DIRECTIONS: Continue the news report on Tom Mulcair's Senate abolition campaign and the Senate expense scandal, starting after its last sentence.

-- SELECTED EXTRACT follows --

On Wednesday, NDP leader Tom Mulcair unveiled a Senate abolition campaign called "Roll up the Red Carpet," with a website and online petition. Within hours of going live, it had received thousand of petitioners.
Mulcair condemned the Senate as an unelected body that can "reverse legislation that was duly adopted by people who have been elected," such as in 2010, when Jack Layton’s climate change bill was defeated by a Senate made up mostly of "party bag men and defeated candidates."
Tom Mulcair launches a campaign to abolish the Senate.
Mulcair acknowledges the difficulty of abolishing the Senate because it would require opening up the Constitution and, possibly, unanimous consent of all provinces and territories. "We know how complex it is going to be. If you don't start, if you are not serious about it you will never get it done."
The House has been raucous since the Victoria Day break, and especially since Wright's resignation on Sunday of the the long weekend.
On Tuesday morning, Harper gave a rare public speech to his caucus, unsuccessfully attempting to blunt the issue. "I’m not happy, I’m very upset about some conduct we have witnessed — the conduct of some parliamentarians and the conduct of my own office," he told his caucus. From that point, he went on to trumpet his party's achievements in office and evade the Senate expense issue completely.
Tom Mulcair was no more impressed than any other observers of federal politics. "This is a scandal that’s not going to go away," he told reporters. "We have the Prime Minister’s Chief of Staff in the Prime Minister’s Office with a taxpayer-paid lawyer concocting a document so that a Conservative-named Senator can avoid testifying properly before a Senate proceeding, and we’re not supposed to be able to see the document. It’s a supposed gift of $90,000. Nothing more is known about it so far. We want to get to the bottom of it. Canadians have a right to know… We know that this is a proper scandal. This Senate-gate is not going away."
In the House, Liberal Ralph Goodale charged, "This is about unethical, possibly illegal behaviour in the Prime Minister's inner circle. All of last week and again today the Prime Minister showed nothing but contempt for ordinary Canadians: no answers, no accountability, no apology. Ordinary Canadians do not have a sugar daddy in the Prime Minister's office. Ordinary Canadians pay their debts. Ordinary Canadians do not get to blockade an audit, whitewash a Senate report and pocket $90,000. Who gave the orders for this Conservative corruption and tabled the emails?"

-- SELECTED EXTRACT concluded --
-- DATA follows --

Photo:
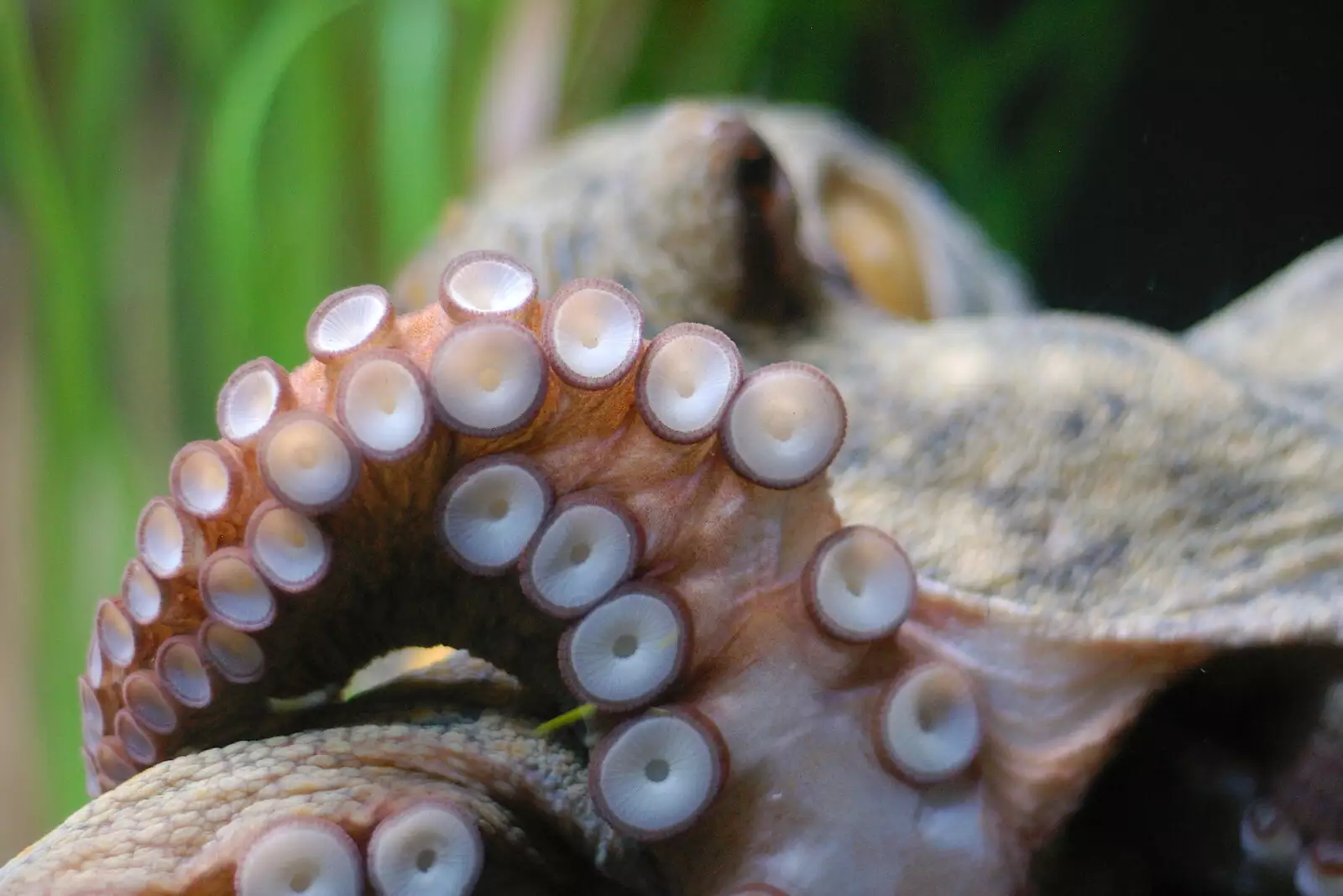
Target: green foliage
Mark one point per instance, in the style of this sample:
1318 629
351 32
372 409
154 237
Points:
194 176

-- DATA concluded --
-- DATA follows --

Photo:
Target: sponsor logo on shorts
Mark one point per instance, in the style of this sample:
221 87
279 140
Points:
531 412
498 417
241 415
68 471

-- DATA concluded --

EXERCISE RESULT:
Foreign affairs minister John Baird looked nervous, responding for the Prime Minister, who left after his caucus speech for a three-day trip to South America. Baird repeatedly said that he and his leader were unaware of what happened until it was reported in the news and that no documented agreement existed between Wright and Duffy.
NDP house leader Nathan Cullen said, "Canadians deserve answers. The Minister of Foreign Affairs is repeatedly saying, 'Two independent authorities are looking into the matter.' Can the Minister of Foreign Affairs tell us who these authorities are, and is one of them the RCMP? If not, why not?"
Under repeated questioning, Baird ultimately admitted one is the Ethics Commissioner and the other, the same Senate committee accused of whitewashing Duffy's report.
Justin Trudeau said the Conservatives are morally corrupt. "The problem remains– a member (the second highest or the highest) non-elected member of the executive paid off a parliamentarian $90,000 to obstruct an audit, to make a problem, a political problem go away. This is as serious as a heart attack."
Justin Trudeay says Conservative corruption is "as serious as a heart attack."
When asked by Straight Goods News if the scandal is symptomatic of the patronage that goes with the Senate, Trudeau shifted quickly to criticizing Stephen Harper.
"I think it’s a mistake to focus too much on the Senate in this situation. I understand why the Conservatives want to turn it to the Senate. The problem is with the Prime Minister. The problem is with the Prime Minister’s Office, the most controlling, unaccountable office that we’ve ever had that is paying off parliamentarians to obstruct an investigation into improper expenses."